• [Text segment]
Serve and call

The first two pages built the agent and ran it locally with pie run. This page runs the engine as a long-lived service and calls the agent from a separate client process over WebSocket. That is the shape a real deployment has: one engine, many clients.

The flow:

Start an engine with pie serve.
Upload the research-agent.wasm build to the engine.
From a client process, open a WebSocket, launch the inferlet, stream events.

By the end you have a Python, Rust, or JavaScript client that talks to your inferlet. The client can run anywhere: another tab, a separate machine, your application code.

Start the engine

pie serve --no-auth

╭─ Pie Engine ─────────────────────────────────╮
│ Host         127.0.0.1:8080                  │
│ Model        default (Qwen/Qwen3-0.6B)       │
│ Driver       cuda_native                     │
│ Device       cuda:0                          │
╰──────────────────────────────────────────────╯

✓ Server ready at ws://127.0.0.1:8080

--no-auth is fine for local development. For production, leave it on and authorize clients with public keys; see Deploy and publish.

The engine accepts WebSocket connections at ws://127.0.0.1:8080. It loads the model once, then serves every client from the same loaded weights.

Install the client SDK

Rust
Python
JavaScript

# In your client project's Cargo.toml
[dependencies]
pie-client = "*"

• [Provided records]
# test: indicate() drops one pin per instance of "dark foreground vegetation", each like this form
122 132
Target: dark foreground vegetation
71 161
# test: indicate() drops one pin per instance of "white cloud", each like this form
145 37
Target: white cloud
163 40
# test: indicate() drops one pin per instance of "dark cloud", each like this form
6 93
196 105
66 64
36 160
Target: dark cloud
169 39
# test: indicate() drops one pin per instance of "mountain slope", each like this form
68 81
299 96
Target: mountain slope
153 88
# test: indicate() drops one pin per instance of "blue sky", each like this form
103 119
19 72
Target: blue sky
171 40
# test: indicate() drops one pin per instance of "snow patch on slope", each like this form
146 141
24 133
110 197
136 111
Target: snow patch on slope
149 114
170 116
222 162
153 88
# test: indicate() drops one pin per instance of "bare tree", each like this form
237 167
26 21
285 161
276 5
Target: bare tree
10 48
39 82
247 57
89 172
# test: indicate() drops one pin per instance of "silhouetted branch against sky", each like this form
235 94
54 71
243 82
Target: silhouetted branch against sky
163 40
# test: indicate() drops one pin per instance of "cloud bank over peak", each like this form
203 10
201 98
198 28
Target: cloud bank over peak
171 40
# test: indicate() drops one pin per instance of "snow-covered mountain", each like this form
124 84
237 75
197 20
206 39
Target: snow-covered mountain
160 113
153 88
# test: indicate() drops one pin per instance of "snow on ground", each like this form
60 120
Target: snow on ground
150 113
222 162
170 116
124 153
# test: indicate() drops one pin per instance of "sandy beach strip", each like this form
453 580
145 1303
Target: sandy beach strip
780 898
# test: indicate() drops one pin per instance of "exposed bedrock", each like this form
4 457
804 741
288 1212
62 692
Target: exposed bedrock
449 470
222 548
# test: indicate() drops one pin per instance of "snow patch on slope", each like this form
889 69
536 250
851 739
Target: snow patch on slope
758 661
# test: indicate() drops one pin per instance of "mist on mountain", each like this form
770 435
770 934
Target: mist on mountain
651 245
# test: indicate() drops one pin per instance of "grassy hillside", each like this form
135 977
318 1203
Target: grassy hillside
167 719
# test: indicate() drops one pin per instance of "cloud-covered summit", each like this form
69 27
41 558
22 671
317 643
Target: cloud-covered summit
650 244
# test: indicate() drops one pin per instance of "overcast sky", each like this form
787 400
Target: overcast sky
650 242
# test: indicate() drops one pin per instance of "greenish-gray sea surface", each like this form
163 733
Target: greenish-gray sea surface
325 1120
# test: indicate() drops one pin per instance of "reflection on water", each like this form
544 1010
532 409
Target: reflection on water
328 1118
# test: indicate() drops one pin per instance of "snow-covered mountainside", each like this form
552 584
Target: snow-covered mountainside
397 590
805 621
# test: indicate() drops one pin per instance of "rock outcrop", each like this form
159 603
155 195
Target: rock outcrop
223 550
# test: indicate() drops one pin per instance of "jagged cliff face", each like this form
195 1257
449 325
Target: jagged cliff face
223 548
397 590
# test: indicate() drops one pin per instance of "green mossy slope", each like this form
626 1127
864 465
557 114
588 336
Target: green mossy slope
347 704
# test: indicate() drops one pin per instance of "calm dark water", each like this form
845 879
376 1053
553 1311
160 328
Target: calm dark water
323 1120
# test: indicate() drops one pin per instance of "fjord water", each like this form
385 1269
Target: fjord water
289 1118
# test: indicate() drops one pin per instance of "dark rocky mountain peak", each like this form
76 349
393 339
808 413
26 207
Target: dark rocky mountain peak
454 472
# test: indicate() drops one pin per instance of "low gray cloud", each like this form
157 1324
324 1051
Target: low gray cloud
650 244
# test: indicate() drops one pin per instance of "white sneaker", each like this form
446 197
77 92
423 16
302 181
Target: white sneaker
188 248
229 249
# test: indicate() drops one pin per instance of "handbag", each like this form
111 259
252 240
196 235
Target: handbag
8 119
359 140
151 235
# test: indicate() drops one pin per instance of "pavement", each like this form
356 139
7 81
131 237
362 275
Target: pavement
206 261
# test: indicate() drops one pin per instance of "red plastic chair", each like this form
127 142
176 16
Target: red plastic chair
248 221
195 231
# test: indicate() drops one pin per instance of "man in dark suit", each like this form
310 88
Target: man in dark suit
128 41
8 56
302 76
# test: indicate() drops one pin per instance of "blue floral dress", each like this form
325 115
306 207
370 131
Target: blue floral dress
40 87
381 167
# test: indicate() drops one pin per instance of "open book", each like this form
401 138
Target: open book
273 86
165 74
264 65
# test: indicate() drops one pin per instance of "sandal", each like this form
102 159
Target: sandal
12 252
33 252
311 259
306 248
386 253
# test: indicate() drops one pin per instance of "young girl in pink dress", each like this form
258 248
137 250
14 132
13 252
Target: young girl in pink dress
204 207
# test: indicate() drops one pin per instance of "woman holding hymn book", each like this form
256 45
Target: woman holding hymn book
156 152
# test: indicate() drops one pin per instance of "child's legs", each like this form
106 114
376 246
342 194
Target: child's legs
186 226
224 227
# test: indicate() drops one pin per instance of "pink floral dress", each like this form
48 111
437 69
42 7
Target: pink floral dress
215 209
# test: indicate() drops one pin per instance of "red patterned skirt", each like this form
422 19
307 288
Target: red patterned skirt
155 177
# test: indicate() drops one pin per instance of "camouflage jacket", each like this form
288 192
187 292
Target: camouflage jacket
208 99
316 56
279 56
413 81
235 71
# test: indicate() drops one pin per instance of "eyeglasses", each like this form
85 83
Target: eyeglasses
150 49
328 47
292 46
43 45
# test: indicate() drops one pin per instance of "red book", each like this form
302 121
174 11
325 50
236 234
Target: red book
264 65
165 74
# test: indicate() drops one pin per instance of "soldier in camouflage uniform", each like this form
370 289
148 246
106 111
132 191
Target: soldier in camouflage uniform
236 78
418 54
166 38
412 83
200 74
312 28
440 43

• [Required work]
**1)** Decide whether each statement below agrees with the text on running the Pie engine as a service. For each, answer yes or no and quote the deciding words of the text.
(a) The engine loads the model separately for every client that connects.
(b) The text calls --no-auth acceptable for local development.
(c) In the flow on this page, the engine is started with pie run.
**2)** Write a continuation of the text on running the Pie engine as a service, beginning after its final line.

• [In response]
**1)**
(a) No: "It loads the model once, then serves every client from the same loaded weights."
(b) Yes: "--no-auth is fine for local development."
(c) No: "Start an engine with pie serve."

**2)**
tokio = { version = "1", features = ["full"] }
serde = { version = "1", features = ["derive"] }
serde_json = "1"
anyhow = "1"

pip install pie-client

npm install pie-client

Upload the build

The engine runs inferlets it has on hand. Two ways to put yours there:

Upload the local build with add_program / install_program. Quick for development.
Publish to a registry with bakery inferlet publish, then launch_process("name@version", ...) resolves it. Right for sharing.

The client examples below upload the local build. See Deploy and publish for the registry path.

Connect, launch, stream

Open a WebSocket, install the build (one-time), launch the inferlet, and read events until it returns.

Rust
Python
JavaScript

use pie_client::{Client, ProcessEvent};
use serde::{Deserialize, Serialize};
use std::path::Path;

#[derive(Serialize)]
struct Input<'a> {
    question: &'a str,
}

#[derive(Deserialize)]
struct Output {
    // The inferlet returns a string from `main`, which arrives as a
    // JSON-encoded string. The client receives it via `ProcessEvent::Return`.
}

#[tokio::main]
async fn main() -> anyhow::Result<()> {
    let client = Client::connect("ws://127.0.0.1:8080").await?;
    client.authenticate("alice", &None).await?;

    // Upload the local build (skip if already present).
    if !client
        .check_program("research-agent@0.1.0", None, None)
        .await?
    {
        client
            .add_program(
                Path::new("./research-agent.wasm"),
                Path::new("./Pie.toml"),
                false,
            )
            .await?;
    }

    // Launch the inferlet.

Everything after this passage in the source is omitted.